- _EXERCISE_
Reproduce every line of the records below word for word, omitting the pictures.

---------------

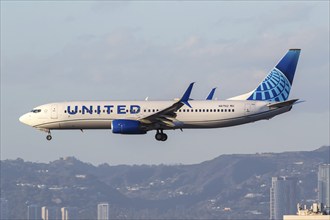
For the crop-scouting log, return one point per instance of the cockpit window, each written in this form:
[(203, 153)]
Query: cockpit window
[(36, 110)]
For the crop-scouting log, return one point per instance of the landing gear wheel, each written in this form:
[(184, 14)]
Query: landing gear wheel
[(164, 137), (159, 136), (49, 137)]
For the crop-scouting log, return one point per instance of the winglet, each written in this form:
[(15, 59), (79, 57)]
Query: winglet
[(186, 95), (210, 96)]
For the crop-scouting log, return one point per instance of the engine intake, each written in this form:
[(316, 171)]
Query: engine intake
[(125, 126)]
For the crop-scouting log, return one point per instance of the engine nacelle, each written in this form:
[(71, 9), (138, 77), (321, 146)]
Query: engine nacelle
[(126, 126)]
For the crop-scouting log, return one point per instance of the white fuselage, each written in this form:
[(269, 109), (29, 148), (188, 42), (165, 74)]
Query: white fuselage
[(100, 114)]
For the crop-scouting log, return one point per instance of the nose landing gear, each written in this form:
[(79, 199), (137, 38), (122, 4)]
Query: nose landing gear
[(49, 136), (160, 136)]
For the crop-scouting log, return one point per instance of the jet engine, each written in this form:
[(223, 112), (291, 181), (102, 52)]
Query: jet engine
[(125, 126)]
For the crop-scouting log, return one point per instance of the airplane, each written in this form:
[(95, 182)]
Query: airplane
[(268, 99)]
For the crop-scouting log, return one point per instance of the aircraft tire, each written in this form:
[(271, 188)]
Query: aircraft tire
[(49, 137), (159, 136), (164, 137)]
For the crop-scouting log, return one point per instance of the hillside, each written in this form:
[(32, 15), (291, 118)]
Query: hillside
[(240, 182)]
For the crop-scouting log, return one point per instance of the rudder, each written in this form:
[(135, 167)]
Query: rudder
[(277, 84)]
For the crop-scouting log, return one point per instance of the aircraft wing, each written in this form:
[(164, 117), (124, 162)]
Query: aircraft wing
[(283, 104), (167, 117)]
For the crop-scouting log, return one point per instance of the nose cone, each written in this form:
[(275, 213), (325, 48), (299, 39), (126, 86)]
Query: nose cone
[(25, 119)]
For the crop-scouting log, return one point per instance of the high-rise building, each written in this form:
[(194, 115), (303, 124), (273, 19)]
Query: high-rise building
[(324, 184), (4, 209), (69, 213), (283, 197), (103, 211), (50, 213), (34, 212)]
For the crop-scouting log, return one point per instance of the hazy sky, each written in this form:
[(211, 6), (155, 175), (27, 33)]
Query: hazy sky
[(105, 50)]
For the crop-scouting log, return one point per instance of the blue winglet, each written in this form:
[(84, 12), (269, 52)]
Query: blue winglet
[(210, 96), (186, 95)]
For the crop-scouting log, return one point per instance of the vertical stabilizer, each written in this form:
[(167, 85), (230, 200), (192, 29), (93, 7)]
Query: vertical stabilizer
[(277, 84)]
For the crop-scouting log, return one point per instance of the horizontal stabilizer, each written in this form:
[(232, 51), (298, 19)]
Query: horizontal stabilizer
[(283, 104)]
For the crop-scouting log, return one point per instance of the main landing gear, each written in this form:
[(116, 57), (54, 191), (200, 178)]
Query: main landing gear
[(160, 136), (49, 136)]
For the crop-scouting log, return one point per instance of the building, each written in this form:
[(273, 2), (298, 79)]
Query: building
[(69, 213), (50, 213), (323, 183), (34, 212), (283, 197), (103, 211), (316, 212), (4, 209)]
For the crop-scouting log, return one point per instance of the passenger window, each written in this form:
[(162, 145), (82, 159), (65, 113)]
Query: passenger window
[(36, 110)]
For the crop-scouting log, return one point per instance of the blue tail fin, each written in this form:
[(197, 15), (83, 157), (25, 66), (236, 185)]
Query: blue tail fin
[(277, 84)]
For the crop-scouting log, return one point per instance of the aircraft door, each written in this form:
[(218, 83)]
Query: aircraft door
[(54, 111), (249, 108)]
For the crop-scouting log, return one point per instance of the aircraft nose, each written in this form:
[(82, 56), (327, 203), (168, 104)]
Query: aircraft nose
[(25, 119)]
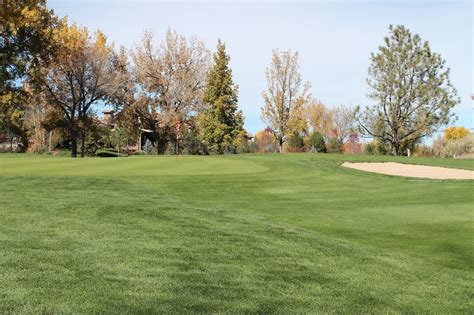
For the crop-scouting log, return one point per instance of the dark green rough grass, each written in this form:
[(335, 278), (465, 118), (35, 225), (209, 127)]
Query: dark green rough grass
[(260, 234)]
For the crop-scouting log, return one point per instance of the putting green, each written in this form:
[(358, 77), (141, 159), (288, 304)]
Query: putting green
[(128, 166)]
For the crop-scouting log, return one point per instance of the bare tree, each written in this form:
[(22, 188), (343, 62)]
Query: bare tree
[(285, 96), (172, 77)]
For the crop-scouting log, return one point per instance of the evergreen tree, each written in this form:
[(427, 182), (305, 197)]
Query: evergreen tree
[(221, 123), (412, 90)]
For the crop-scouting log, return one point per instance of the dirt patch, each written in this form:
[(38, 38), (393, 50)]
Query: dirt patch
[(410, 170)]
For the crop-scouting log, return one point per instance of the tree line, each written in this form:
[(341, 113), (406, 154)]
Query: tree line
[(56, 75)]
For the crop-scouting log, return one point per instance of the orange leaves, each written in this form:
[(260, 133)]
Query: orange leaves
[(455, 133)]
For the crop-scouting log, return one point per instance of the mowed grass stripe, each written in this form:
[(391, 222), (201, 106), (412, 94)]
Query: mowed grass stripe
[(303, 236)]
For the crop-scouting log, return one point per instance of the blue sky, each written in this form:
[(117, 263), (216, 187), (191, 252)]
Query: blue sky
[(334, 39)]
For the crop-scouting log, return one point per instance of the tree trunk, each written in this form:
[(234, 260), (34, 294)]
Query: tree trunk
[(83, 143), (74, 146), (161, 146)]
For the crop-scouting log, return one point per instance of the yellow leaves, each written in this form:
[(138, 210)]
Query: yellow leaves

---------------

- _RESPONSE TO THE EXERCISE_
For the crop-scouting log, return one point per instance of the cockpit window, each written in this form:
[(203, 153)]
Query: cockpit window
[(36, 110)]
For the crop-scouting log, return one point per instance of the landing gear wheel, each written in this form:
[(184, 14)]
Query: landing gear wheel
[(164, 137), (159, 136), (49, 137)]
For the crop-scouting log, return one point per instance of the winglet, each written in this form:
[(15, 59), (79, 57)]
Query: winglet
[(186, 95), (210, 96)]
For the crop-scouting log, return one point per instance of the engine intake, each written in this form:
[(316, 171)]
Query: engine intake
[(125, 126)]
For the crop-scouting log, return one point per instance of the engine nacelle, each written in this form:
[(71, 9), (138, 77), (321, 146)]
Query: engine nacelle
[(126, 126)]
For the crop-scouting log, return one point per instance of the white fuselage, each written in this form:
[(269, 109), (29, 148), (188, 42), (165, 74)]
Query: white fuselage
[(100, 114)]
For the crop-scouting log, return one point per instance of the nose landing gear, each written in this form:
[(79, 199), (137, 38), (122, 4)]
Query: nose landing gear
[(49, 136), (160, 136)]
For the crop-scouting log, return one point per instance of the jet engine, each written in this form:
[(223, 112), (291, 181), (102, 52)]
Query: jet engine
[(125, 126)]
For the crop-scouting log, return one point per instance of the airplane, each written in this form:
[(95, 182)]
Query: airplane
[(268, 99)]
For the crop-scouting log, return one point per instance of the aircraft tire, each written in this form:
[(271, 188)]
Query: aircraft tire
[(49, 137), (159, 136), (164, 137)]
For the crop-scouting log, return one point per instance of the hillside, each written in this form:
[(32, 15), (291, 118)]
Query: hillside
[(240, 182)]
For the crop-scouting log, return one point per instance of the rudder, each written in this form:
[(135, 167)]
Query: rudder
[(277, 84)]
For the crop-scouting log, return one point per instance of the aircraft wing, each written in this form:
[(164, 117), (124, 162)]
Query: aircraft wing
[(283, 104), (167, 117)]
For the crop-scouting log, return one point per instance of the nose cone, each written in this form:
[(275, 213), (325, 48), (299, 39), (126, 86)]
Query: nose cone
[(25, 119)]
For the crop-scouting log, return one point per instance of the high-rise building, each written in this form:
[(194, 115), (303, 124), (273, 19)]
Query: high-rise building
[(324, 184), (4, 209), (69, 213), (283, 197), (103, 211), (50, 213), (34, 212)]
For the crop-scouting log, return one point per instance of the hazy sky, each written in this form:
[(211, 6), (155, 175), (27, 33)]
Query: hazy sky
[(105, 50)]
For the crop-scouting log, return one point per instance of the blue winglet, each written in this form:
[(84, 12), (269, 52)]
Query: blue winglet
[(210, 96), (186, 95)]
For the crop-scouting log, return one point per instance of the vertical stabilizer, each written in this form:
[(167, 85), (230, 200), (192, 29), (93, 7)]
Query: vertical stabilizer
[(277, 84)]
For the crop-scouting log, return one point per instance of the horizontal stabilizer, each written in this form:
[(232, 51), (298, 19)]
Query: horizontal stabilizer
[(283, 104)]
For the crop-scouting log, return one point per instance of the main landing gear, each written in this form:
[(116, 57), (54, 191), (200, 178)]
Query: main landing gear
[(160, 136), (49, 136)]
For the crop-scouting log, return one point per instance of the building, each written in this form:
[(273, 2), (298, 79)]
Query: building
[(69, 213), (50, 213), (323, 183), (34, 212), (283, 197), (103, 211), (316, 212), (4, 209)]
For the crop-scouting log, return one point per instance of the passenger window, each written in this form:
[(162, 145), (82, 159), (65, 113)]
Query: passenger window
[(36, 110)]
For the crop-scouting log, return one point per instance of the blue tail fin, each written in this form:
[(197, 15), (83, 157), (25, 66), (236, 185)]
Query: blue tail fin
[(277, 84)]
For the crop-scouting log, return one point per instance of the aircraft door, each written in this form:
[(218, 83)]
Query: aircraft door
[(54, 111), (249, 108)]
For the crop-scouting log, return one point per instance of the aircraft nose, each written in this form:
[(82, 56), (327, 203), (168, 104)]
Query: aircraft nose
[(25, 119)]
For the crop-scouting log, return one point per instance of the dark green rough grass, each written in this form:
[(335, 278), (465, 118), (35, 225), (209, 127)]
Query: dark green rough grass
[(260, 234)]
For the crop-scouting log, return one point per instance of the putting green, each written in this form:
[(358, 77), (141, 159), (288, 304)]
Query: putting green
[(128, 166)]
For the crop-scouting log, return one point per instance of the bare tree, each written in this form:
[(22, 188), (343, 62)]
Query: bare tree
[(285, 96), (172, 77)]
For the crop-scouting log, return one point per instance of the evergreen tree, each written in this form:
[(427, 182), (305, 197)]
Query: evergreen tree
[(221, 123), (412, 90)]
For the crop-scouting log, return one point per instance of the dirt patch, each written in this form:
[(38, 38), (393, 50)]
Query: dirt patch
[(410, 170)]
For the crop-scouting log, return one point per instance of the tree line, each written in this form:
[(341, 113), (406, 154)]
Query: tree line
[(56, 75)]
For the crop-scouting log, return one point per instance of the orange leaves, each written in this form:
[(260, 133)]
Query: orange leaves
[(455, 133)]
For the crop-scouting log, return one point per instance of the mowed grass stripe, each written in this form:
[(391, 222), (201, 106), (412, 94)]
Query: mowed grass stripe
[(303, 236)]
For the crop-scouting log, return one point per instance of the blue sky, each written in this form:
[(117, 263), (216, 187), (191, 252)]
Query: blue sky
[(334, 39)]
For the crop-scouting log, return one point per instance of the tree trunk, each written in this form:
[(234, 260), (34, 294)]
Query: tree trunk
[(83, 143), (74, 146), (161, 146)]
For the crop-scouting log, return one point per instance of the yellow leaves, each written in this form:
[(138, 210)]
Query: yellow leaves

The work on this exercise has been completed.